Data listing
======
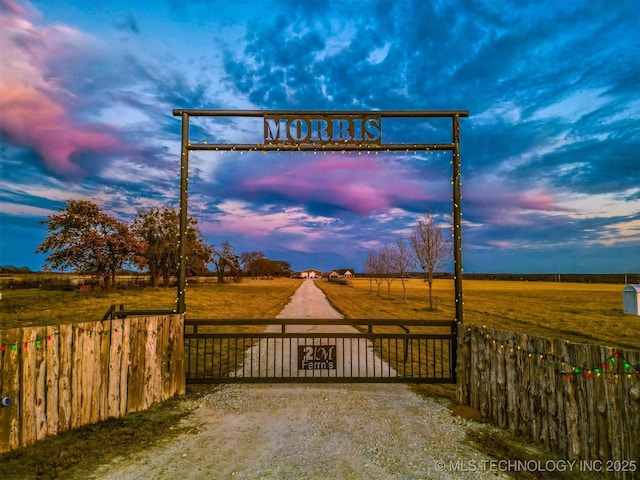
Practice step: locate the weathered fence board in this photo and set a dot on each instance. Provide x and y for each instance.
(580, 401)
(65, 376)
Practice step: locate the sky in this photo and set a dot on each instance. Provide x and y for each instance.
(550, 151)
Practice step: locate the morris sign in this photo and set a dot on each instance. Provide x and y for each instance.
(348, 129)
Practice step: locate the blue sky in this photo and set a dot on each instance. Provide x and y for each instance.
(550, 150)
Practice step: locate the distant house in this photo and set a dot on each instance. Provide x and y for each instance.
(311, 273)
(341, 273)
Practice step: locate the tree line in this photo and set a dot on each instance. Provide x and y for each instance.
(84, 239)
(427, 248)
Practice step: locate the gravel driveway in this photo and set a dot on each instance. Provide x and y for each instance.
(302, 431)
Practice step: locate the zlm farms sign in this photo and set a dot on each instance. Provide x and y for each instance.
(316, 357)
(295, 129)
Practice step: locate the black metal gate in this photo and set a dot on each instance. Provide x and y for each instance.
(313, 350)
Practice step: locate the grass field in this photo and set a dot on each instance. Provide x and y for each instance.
(578, 312)
(248, 299)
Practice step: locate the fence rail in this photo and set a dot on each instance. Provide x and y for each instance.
(581, 401)
(313, 350)
(64, 376)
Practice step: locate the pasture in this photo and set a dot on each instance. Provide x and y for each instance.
(248, 299)
(577, 312)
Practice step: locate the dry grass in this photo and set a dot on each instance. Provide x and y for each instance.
(35, 307)
(576, 312)
(75, 453)
(583, 313)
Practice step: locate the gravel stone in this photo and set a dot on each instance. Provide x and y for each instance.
(312, 431)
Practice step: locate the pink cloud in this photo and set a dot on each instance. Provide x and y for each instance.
(33, 113)
(35, 121)
(538, 201)
(363, 186)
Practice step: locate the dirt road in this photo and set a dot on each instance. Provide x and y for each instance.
(296, 431)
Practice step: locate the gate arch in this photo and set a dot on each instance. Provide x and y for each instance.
(326, 131)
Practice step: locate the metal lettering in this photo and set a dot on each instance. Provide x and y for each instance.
(308, 129)
(317, 357)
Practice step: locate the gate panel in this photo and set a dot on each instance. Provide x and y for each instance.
(304, 350)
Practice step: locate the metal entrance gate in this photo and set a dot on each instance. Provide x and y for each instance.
(312, 350)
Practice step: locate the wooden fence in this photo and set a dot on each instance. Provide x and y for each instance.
(64, 376)
(580, 401)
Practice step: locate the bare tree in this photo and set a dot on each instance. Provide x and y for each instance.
(405, 260)
(430, 248)
(388, 258)
(370, 268)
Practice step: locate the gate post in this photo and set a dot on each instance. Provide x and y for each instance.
(457, 220)
(181, 306)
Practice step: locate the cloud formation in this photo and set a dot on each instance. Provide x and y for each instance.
(550, 151)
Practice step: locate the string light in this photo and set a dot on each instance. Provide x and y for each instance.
(39, 341)
(614, 365)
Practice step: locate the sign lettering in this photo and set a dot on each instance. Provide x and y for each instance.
(316, 357)
(322, 129)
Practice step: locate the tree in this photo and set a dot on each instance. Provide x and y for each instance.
(431, 250)
(388, 258)
(264, 267)
(158, 230)
(370, 269)
(248, 259)
(88, 241)
(405, 261)
(225, 260)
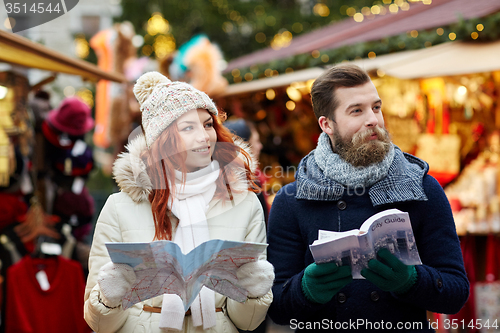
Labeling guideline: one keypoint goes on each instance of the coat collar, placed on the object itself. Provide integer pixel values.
(129, 171)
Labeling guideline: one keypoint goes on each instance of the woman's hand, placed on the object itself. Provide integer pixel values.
(256, 277)
(115, 280)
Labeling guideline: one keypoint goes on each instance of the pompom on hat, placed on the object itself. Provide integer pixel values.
(163, 101)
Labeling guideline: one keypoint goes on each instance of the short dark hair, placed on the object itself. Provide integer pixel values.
(323, 89)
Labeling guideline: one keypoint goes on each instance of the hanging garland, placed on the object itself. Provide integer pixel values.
(473, 30)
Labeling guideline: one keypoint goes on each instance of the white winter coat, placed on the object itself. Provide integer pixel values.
(127, 217)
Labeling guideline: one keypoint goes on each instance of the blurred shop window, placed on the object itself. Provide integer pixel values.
(91, 25)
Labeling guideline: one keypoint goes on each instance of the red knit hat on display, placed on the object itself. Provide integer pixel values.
(73, 116)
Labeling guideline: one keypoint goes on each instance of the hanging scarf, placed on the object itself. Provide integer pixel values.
(337, 169)
(190, 204)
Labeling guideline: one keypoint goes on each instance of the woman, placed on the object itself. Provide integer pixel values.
(183, 180)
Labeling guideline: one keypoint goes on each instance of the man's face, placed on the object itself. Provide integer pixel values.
(358, 134)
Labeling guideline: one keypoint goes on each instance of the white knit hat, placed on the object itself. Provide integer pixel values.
(163, 101)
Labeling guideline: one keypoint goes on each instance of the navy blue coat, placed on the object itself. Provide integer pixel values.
(442, 285)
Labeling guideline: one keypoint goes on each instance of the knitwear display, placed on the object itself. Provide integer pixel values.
(58, 309)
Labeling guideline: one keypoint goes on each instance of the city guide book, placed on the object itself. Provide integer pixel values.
(162, 268)
(390, 229)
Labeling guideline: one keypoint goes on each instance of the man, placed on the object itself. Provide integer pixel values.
(355, 172)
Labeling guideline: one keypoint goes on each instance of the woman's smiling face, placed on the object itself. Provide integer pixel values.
(196, 128)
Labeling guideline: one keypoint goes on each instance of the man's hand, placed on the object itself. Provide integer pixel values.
(389, 273)
(321, 282)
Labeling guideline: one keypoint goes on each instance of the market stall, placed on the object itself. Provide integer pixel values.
(45, 208)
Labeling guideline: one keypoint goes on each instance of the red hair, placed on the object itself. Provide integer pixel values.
(161, 167)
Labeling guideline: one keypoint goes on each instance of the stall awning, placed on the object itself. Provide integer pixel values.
(272, 82)
(448, 59)
(420, 16)
(21, 51)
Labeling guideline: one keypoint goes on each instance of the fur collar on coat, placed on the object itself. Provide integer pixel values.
(129, 171)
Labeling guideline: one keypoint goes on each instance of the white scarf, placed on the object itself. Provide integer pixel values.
(190, 204)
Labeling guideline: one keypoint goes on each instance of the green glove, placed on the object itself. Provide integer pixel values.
(321, 282)
(390, 274)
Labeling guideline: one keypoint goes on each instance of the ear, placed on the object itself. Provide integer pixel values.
(326, 125)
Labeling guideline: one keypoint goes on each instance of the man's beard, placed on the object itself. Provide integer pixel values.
(359, 150)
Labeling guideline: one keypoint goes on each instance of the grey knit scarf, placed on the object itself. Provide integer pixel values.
(337, 169)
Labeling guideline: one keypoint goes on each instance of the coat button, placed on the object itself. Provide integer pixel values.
(374, 296)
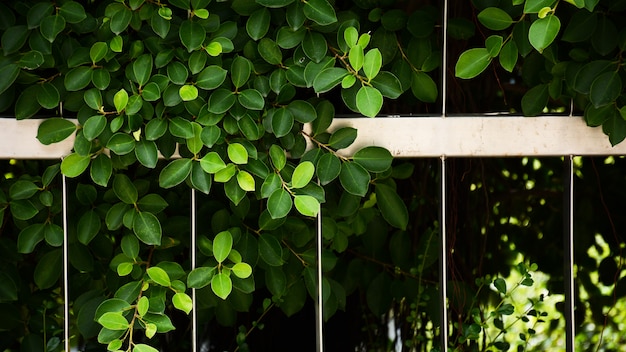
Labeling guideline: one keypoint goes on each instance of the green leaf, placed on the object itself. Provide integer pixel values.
(13, 39)
(101, 170)
(237, 153)
(279, 204)
(175, 173)
(200, 277)
(307, 205)
(147, 153)
(373, 159)
(77, 78)
(258, 23)
(74, 164)
(391, 206)
(72, 11)
(48, 269)
(120, 20)
(343, 137)
(282, 122)
(114, 321)
(535, 100)
(508, 56)
(88, 227)
(500, 285)
(183, 302)
(372, 63)
(159, 276)
(120, 100)
(302, 174)
(221, 285)
(320, 12)
(211, 77)
(354, 178)
(54, 130)
(472, 62)
(8, 75)
(423, 87)
(369, 101)
(329, 78)
(543, 32)
(270, 250)
(147, 228)
(495, 18)
(605, 89)
(222, 246)
(245, 181)
(192, 35)
(51, 26)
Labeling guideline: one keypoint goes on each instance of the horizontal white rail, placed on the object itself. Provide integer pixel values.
(458, 136)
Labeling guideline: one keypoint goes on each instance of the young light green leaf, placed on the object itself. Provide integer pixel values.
(147, 228)
(175, 173)
(279, 204)
(391, 206)
(183, 302)
(237, 153)
(495, 18)
(114, 321)
(54, 130)
(159, 276)
(307, 205)
(221, 285)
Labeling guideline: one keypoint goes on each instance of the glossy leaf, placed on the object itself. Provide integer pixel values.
(472, 62)
(74, 164)
(221, 285)
(391, 206)
(320, 11)
(175, 173)
(222, 246)
(192, 35)
(279, 204)
(302, 174)
(147, 228)
(307, 205)
(354, 178)
(495, 18)
(55, 130)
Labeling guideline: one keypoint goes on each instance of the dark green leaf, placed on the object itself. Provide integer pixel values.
(175, 173)
(147, 228)
(55, 130)
(391, 206)
(354, 178)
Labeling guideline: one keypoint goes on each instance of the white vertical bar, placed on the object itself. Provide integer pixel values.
(194, 314)
(568, 253)
(443, 257)
(319, 305)
(66, 271)
(444, 63)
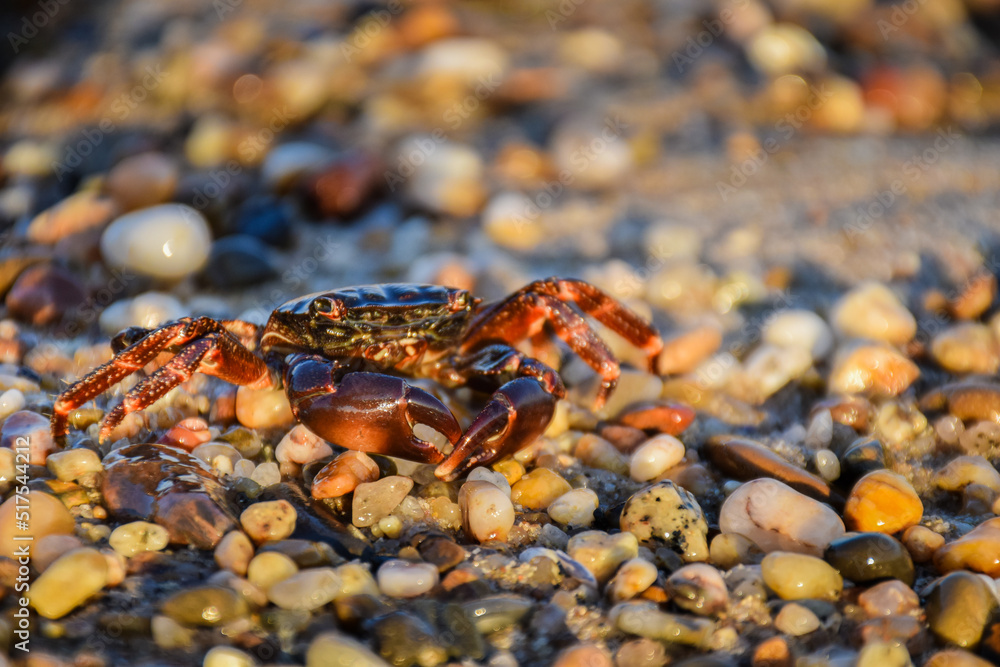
======
> _TO BE DONE_
Count the lines of the records that contain the string "lettering", treating uppercase and lowercase as different. Reply with the number alone.

> _FINISHED ANSWER_
2